• [WHAT YOU SHOULD DO]: Copy out only the items from the line with "See the UI screenshot above and locate the grassy" through the line with "230 619 576 744", requests included. Add 72 to every bounding box coordinate in the answers, and leave the sample numbers in the requests unchanged.

* begin *

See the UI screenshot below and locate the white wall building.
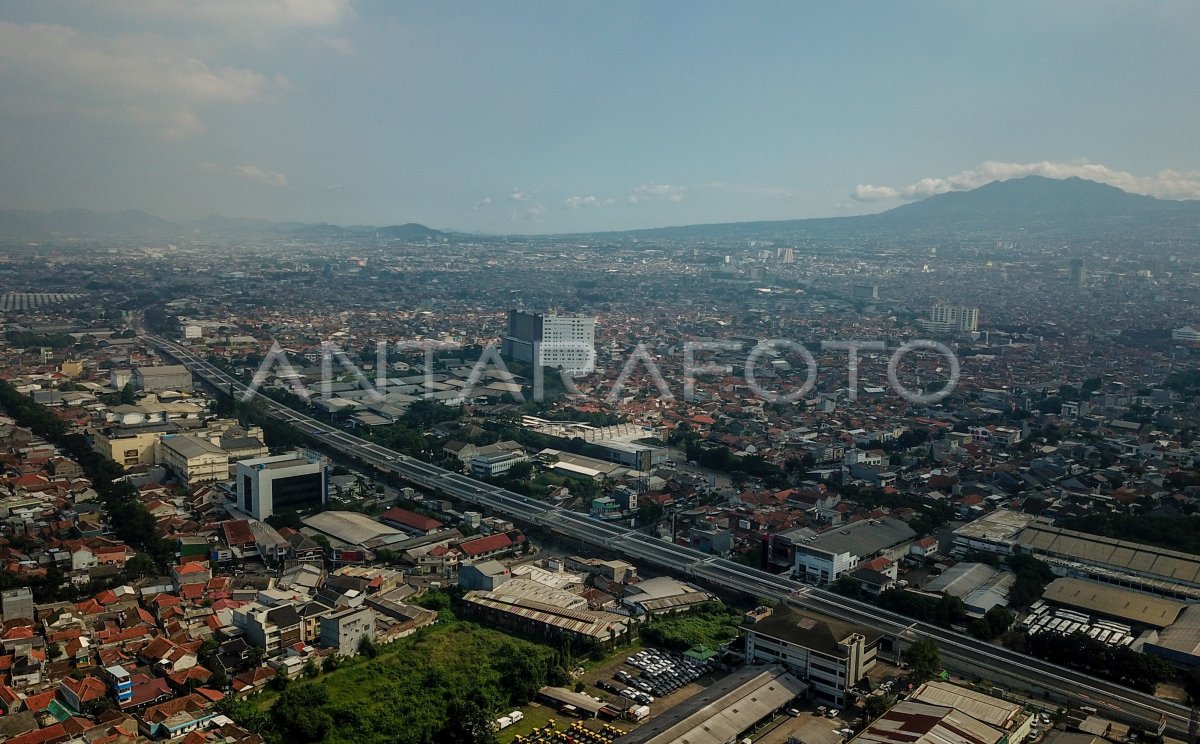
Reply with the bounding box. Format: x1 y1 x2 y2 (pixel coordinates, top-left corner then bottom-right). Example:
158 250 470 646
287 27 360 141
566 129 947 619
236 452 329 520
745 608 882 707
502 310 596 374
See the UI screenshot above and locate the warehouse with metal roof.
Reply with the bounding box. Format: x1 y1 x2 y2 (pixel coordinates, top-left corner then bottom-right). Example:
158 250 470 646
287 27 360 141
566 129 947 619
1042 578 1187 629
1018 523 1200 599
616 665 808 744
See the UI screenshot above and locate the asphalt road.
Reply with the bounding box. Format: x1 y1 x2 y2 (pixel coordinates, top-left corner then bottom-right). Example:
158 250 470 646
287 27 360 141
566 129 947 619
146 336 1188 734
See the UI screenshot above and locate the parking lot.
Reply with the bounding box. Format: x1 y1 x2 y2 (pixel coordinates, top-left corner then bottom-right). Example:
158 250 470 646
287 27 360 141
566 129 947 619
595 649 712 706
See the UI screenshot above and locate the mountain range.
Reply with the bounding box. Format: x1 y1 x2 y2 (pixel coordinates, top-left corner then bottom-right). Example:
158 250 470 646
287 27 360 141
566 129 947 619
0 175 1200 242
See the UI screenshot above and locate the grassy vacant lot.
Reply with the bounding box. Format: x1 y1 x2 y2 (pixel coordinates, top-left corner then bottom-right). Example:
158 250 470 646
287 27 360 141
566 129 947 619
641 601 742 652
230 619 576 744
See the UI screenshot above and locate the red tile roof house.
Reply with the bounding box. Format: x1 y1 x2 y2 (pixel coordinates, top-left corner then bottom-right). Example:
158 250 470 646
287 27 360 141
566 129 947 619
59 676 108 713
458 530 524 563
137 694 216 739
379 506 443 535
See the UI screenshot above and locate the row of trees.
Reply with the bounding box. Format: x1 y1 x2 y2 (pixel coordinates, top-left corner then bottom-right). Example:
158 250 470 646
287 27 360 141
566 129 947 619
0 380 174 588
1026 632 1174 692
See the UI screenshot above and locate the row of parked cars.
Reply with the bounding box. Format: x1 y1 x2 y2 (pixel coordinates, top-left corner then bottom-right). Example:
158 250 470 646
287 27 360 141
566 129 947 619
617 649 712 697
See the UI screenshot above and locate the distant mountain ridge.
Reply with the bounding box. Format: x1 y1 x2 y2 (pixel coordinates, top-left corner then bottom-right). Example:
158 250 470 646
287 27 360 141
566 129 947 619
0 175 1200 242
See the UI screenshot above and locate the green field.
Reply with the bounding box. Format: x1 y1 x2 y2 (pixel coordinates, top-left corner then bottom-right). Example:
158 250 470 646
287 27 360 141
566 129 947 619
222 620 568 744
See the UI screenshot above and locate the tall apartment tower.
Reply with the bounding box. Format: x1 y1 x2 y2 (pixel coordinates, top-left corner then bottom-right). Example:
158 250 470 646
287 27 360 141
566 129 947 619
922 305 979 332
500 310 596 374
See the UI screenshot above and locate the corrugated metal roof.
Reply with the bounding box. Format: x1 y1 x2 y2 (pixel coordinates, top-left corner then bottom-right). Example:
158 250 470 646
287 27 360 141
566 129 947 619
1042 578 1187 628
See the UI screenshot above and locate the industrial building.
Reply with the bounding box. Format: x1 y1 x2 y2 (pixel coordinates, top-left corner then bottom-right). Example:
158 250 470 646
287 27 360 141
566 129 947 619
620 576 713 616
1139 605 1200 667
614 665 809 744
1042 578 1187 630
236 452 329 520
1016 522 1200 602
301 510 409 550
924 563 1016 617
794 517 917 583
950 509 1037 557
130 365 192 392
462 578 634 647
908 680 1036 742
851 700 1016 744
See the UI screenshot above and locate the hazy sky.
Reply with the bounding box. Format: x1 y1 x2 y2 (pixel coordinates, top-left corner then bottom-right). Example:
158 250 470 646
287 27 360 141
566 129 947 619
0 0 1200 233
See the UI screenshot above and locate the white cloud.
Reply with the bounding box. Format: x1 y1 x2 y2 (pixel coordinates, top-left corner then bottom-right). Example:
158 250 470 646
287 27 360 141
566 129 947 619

* end *

• [PROBLEM SOLUTION]:
See the UI screenshot above and locate the grassy vacant lot.
Reply with the bounding box. Format: x1 y1 x2 y2 (pixel coordinates, top-left corner then bottom-right). Example:
158 250 470 646
287 27 360 141
566 129 947 619
713 673 814 724
302 691 648 816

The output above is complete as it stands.